» Assignment
For the entries that follow, state how many lines include the word "concrete", giving the number and nothing else.

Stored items
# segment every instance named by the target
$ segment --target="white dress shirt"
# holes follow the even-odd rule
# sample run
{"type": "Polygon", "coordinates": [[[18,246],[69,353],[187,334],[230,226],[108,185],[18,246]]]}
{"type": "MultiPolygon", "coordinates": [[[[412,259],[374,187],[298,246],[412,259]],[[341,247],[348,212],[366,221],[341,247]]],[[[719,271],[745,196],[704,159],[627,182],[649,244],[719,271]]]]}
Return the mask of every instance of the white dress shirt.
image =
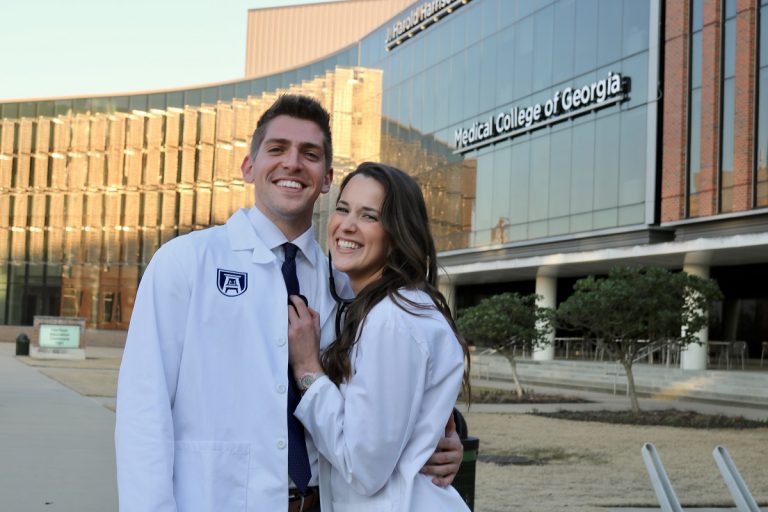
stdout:
{"type": "MultiPolygon", "coordinates": [[[[256,232],[259,233],[259,237],[264,242],[264,245],[269,247],[272,254],[275,255],[275,264],[279,270],[285,261],[285,253],[282,246],[289,240],[258,208],[248,210],[248,219],[253,224],[256,232]]],[[[296,277],[299,279],[301,294],[309,301],[309,307],[314,309],[312,304],[316,302],[317,293],[328,293],[327,281],[323,281],[322,285],[319,286],[318,277],[320,274],[318,274],[317,270],[318,266],[327,266],[328,260],[316,250],[317,242],[315,241],[315,229],[313,226],[290,242],[299,248],[299,252],[296,254],[296,277]]]]}

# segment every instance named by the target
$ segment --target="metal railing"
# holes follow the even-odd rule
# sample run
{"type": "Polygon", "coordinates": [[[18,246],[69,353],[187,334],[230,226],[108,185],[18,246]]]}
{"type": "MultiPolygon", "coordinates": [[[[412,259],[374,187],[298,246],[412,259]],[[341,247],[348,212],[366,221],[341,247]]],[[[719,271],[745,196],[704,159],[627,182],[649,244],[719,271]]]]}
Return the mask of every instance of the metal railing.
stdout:
{"type": "MultiPolygon", "coordinates": [[[[680,500],[677,499],[672,481],[664,469],[664,464],[661,463],[661,457],[659,457],[656,447],[651,443],[645,443],[640,449],[640,453],[643,456],[648,476],[651,478],[651,485],[662,512],[683,512],[683,507],[680,505],[680,500]]],[[[760,507],[757,506],[747,484],[741,477],[739,470],[736,469],[728,450],[724,446],[716,446],[712,456],[715,458],[715,463],[720,469],[723,480],[725,480],[725,485],[731,492],[736,509],[739,512],[760,512],[760,507]]]]}

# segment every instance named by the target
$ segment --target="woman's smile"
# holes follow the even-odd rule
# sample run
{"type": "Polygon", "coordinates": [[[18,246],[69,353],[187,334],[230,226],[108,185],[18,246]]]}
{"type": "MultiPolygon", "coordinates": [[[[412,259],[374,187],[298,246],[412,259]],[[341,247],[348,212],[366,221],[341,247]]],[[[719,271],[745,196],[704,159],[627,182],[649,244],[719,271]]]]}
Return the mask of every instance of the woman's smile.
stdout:
{"type": "Polygon", "coordinates": [[[390,241],[381,223],[384,187],[367,176],[353,177],[328,220],[329,247],[336,268],[346,272],[355,293],[378,278],[390,241]]]}

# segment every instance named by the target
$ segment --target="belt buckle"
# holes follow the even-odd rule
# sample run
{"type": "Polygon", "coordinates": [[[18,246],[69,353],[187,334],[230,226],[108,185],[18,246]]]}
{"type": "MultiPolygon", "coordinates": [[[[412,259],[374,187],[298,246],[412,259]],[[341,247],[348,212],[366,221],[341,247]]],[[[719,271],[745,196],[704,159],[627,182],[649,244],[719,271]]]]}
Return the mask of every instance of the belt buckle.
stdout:
{"type": "Polygon", "coordinates": [[[301,492],[297,489],[296,492],[293,494],[293,499],[290,500],[289,508],[292,510],[297,510],[298,512],[304,512],[304,500],[305,500],[305,496],[301,494],[301,492]],[[298,502],[298,508],[294,509],[297,502],[298,502]]]}

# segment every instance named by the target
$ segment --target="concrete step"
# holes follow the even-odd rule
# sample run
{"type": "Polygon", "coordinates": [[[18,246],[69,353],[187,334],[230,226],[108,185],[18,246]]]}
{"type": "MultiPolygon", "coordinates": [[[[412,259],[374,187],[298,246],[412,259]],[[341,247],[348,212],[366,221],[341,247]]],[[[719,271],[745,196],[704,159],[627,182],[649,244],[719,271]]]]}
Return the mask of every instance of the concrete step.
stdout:
{"type": "MultiPolygon", "coordinates": [[[[624,368],[612,362],[516,359],[516,366],[523,385],[615,390],[622,394],[627,385],[624,368]]],[[[474,355],[471,370],[478,379],[510,380],[512,375],[509,360],[498,354],[474,355]]],[[[632,373],[640,394],[768,407],[768,371],[681,370],[635,363],[632,373]]]]}

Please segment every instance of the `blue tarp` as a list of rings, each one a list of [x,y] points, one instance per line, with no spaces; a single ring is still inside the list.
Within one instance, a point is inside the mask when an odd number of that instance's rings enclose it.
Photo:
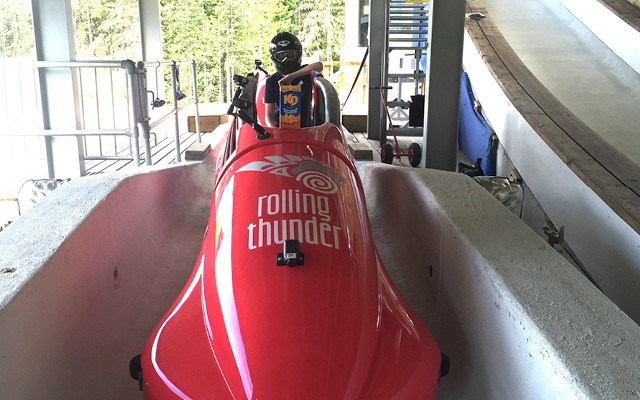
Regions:
[[[460,85],[460,120],[458,126],[458,147],[471,163],[482,158],[485,175],[496,174],[496,151],[491,148],[493,129],[487,120],[473,107],[475,97],[466,72],[462,72]]]

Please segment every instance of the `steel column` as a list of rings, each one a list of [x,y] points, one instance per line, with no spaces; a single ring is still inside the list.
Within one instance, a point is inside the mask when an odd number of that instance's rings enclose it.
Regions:
[[[180,119],[178,118],[178,64],[173,61],[171,63],[171,92],[173,92],[173,117],[175,122],[174,134],[176,140],[176,162],[182,161],[180,151]]]
[[[360,1],[344,2],[344,47],[360,46]]]
[[[140,129],[138,128],[138,122],[141,120],[142,102],[146,103],[146,93],[142,94],[142,98],[140,94],[140,80],[144,79],[144,77],[141,76],[138,66],[131,60],[123,61],[122,68],[127,72],[127,79],[129,80],[129,113],[131,115],[129,136],[133,141],[131,148],[133,149],[133,158],[137,167],[140,165]],[[149,149],[147,148],[147,153],[145,154],[147,161],[151,158],[148,151]]]
[[[193,83],[192,94],[193,101],[196,107],[196,134],[198,135],[198,143],[202,143],[202,134],[200,133],[200,108],[198,106],[198,78],[196,76],[196,61],[191,60],[191,64],[189,64],[189,69],[191,71],[191,79]]]
[[[389,0],[371,0],[369,10],[369,115],[367,136],[386,142],[387,116],[378,88],[387,82]]]
[[[75,44],[70,0],[33,0],[33,28],[39,61],[73,61]],[[79,114],[77,72],[65,68],[40,68],[40,92],[44,129],[77,130]],[[83,145],[79,136],[46,137],[50,178],[85,174]]]
[[[159,0],[138,0],[142,59],[145,61],[160,61],[164,58],[159,3]]]
[[[456,169],[465,5],[431,1],[422,150],[427,168]]]

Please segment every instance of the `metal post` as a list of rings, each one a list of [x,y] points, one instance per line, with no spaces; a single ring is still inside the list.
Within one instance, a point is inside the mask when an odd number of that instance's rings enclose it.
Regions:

» Exercise result
2